▶

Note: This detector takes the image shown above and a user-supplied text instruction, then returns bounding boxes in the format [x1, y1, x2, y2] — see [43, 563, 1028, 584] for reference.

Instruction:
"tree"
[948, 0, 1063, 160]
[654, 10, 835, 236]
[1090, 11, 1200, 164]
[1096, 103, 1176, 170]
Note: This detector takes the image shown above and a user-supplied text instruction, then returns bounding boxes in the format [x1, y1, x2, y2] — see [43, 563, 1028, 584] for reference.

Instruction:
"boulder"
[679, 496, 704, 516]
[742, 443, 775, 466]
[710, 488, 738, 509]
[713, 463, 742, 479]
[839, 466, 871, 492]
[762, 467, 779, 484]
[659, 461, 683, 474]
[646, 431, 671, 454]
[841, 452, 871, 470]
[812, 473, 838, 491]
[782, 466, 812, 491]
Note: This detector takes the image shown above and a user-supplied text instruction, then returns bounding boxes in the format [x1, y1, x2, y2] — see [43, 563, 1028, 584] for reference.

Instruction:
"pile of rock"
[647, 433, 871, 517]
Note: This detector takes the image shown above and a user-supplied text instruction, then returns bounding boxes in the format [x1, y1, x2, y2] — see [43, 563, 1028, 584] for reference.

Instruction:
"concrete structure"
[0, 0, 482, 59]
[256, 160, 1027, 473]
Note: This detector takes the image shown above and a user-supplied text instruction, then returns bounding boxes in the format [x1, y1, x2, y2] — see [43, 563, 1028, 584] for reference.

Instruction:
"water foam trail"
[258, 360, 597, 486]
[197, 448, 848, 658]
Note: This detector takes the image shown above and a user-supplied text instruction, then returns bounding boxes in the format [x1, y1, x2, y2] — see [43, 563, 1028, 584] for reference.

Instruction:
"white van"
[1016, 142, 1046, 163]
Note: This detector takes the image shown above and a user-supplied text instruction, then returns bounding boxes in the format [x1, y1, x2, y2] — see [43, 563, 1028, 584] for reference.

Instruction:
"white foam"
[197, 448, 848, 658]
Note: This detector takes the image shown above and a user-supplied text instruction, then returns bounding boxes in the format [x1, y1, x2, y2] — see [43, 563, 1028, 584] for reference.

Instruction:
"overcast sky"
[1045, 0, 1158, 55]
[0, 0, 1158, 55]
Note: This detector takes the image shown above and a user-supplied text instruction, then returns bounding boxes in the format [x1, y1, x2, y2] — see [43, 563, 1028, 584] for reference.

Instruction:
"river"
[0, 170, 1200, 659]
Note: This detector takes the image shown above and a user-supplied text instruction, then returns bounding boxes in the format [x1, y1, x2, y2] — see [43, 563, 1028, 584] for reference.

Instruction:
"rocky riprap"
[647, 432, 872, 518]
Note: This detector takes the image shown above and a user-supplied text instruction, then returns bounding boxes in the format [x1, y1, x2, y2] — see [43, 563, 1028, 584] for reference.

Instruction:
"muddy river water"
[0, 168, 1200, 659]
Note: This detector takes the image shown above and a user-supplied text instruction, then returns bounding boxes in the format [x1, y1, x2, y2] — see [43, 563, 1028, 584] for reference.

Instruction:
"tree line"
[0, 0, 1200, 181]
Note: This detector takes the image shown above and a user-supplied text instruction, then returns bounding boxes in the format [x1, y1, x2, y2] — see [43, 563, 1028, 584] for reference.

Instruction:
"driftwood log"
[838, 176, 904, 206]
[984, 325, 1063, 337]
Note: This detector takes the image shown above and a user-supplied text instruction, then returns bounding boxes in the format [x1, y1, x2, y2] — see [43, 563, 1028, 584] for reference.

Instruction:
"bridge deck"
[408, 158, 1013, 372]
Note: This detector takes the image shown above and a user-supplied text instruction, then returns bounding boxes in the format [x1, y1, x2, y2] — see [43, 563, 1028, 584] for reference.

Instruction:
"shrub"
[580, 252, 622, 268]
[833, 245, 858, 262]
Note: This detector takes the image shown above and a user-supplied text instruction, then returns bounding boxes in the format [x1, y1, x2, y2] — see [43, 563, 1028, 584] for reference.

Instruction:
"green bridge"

◀

EXERCISE DETAILS
Copy all of the rows above word for word, keeping every line and its order unchanged.

FINAL ANSWER
Note: This detector takes the image shown above and a user-supplied text instruction, then returns bounding boxes in the format [x1, y1, x2, y2] — see [43, 563, 1028, 584] for reference.

Instruction:
"tree"
[948, 0, 1063, 160]
[654, 10, 835, 236]
[1090, 11, 1200, 164]
[1096, 103, 1176, 170]
Note: This detector takes the image shown above and a user-supplied text instruction, then returns bounding boxes in the format [x1, y1, x2, y2] — see [43, 563, 1028, 584] for reference.

Instruction:
"boulder"
[679, 496, 704, 516]
[742, 443, 775, 466]
[710, 488, 738, 509]
[713, 463, 742, 479]
[839, 466, 871, 492]
[762, 467, 779, 484]
[659, 461, 683, 474]
[646, 431, 671, 454]
[841, 452, 871, 470]
[812, 473, 838, 491]
[782, 466, 812, 491]
Note: This detector takes the image shown above and a user-supplied text instruction, then returns bounding boxes in the format [x1, y1, x2, y2] — see [43, 563, 1028, 584] for reference.

Instruction:
"pile of rock"
[647, 433, 871, 517]
Note: This detector takes the image shown above and a user-supplied text instruction, then returns bounding boxes in the format [x1, y1, x2, y2] — see [43, 563, 1028, 584] for reference.

Instruction:
"concrete structure"
[0, 0, 482, 59]
[256, 160, 1027, 473]
Note: This detector takes the image shown above and a user-supplied text instruction, then returns bounding boxes in the format [x1, y1, x2, y2] — see [43, 563, 1028, 584] for reference.

Instruction:
"water foam trail"
[258, 360, 597, 486]
[197, 448, 848, 658]
Note: This detector takes the image shown above and a user-supplied text instruction, then returns bounding boxes in the format [x1, y1, x2, y2] — see [43, 563, 1028, 584] for reference.

Instruction:
"white van"
[1016, 142, 1046, 163]
Note: This detector takes the image shown above and a user-supplied text instruction, then returns bounding boxes in the format [x1, y1, x2, y2] — see [43, 563, 1028, 584] for reference.

Instruction:
"white foam"
[197, 448, 848, 658]
Note: This detector takes the image shown above and a user-supplied text instruction, then returns bounding boxes in the format [x1, y1, x2, y2] — see [43, 563, 1028, 584] for reference.

Instruction:
"overcast sky"
[1045, 0, 1158, 55]
[0, 0, 1158, 55]
Note: This detector takes the image shown above and a user-supplied text instruction, then returns bounding boxes in the format [x1, y1, x2, y2] — see [43, 563, 1028, 584] for reference.

Instruction:
"river"
[0, 170, 1200, 659]
Note: This detector takes the image shown above and a user-supplied text instruction, then returns bounding boxes in the format [x1, y1, x2, y2] — see [43, 563, 1028, 584] for reference.

Instruction:
"rocky riprap"
[647, 432, 872, 518]
Note: This detector takes the image shown above and a user-supplied text instruction, then returns bounding boxes in the format [x1, y1, x2, y2] — see [43, 563, 1028, 584] for reference.

Instruction:
"muddy river water"
[0, 168, 1200, 659]
Note: This detector takes the image shown above and a user-supplied text instruction, then returns bounding boxes in the format [x1, y1, x2, y2] — see [43, 563, 1028, 584] for reference.

Instruction:
"tree line"
[0, 0, 1200, 181]
Note: This detector takes the image shown above and a user-supplied text instruction, then returns bounding boxes in the format [x1, y1, x2, y2] — see [43, 563, 1028, 584] for reference.

Instruction:
"driftwood log"
[838, 176, 904, 206]
[984, 325, 1063, 337]
Note: This detector takes the image shown above and a user-supplied text instruction, then returns bounding boxes in the format [x1, y1, x2, y2] — see [43, 563, 1028, 584] for reference.

Instruction:
"bridge deck"
[408, 158, 1013, 372]
Note: This detector takes the image shown above and a user-supplied text instruction, then returns bounding boxes in the format [x1, y1, x2, y2] — see [43, 563, 1028, 584] for reference.

Instruction:
"shrub"
[580, 252, 622, 268]
[833, 245, 858, 262]
Note: This detector takes the image shown above and a user-supplied text instruction, then returns bounding boxes in the format [x1, y1, x2, y2] — see [43, 563, 1028, 584] for reference.

Instruction:
"green bridge"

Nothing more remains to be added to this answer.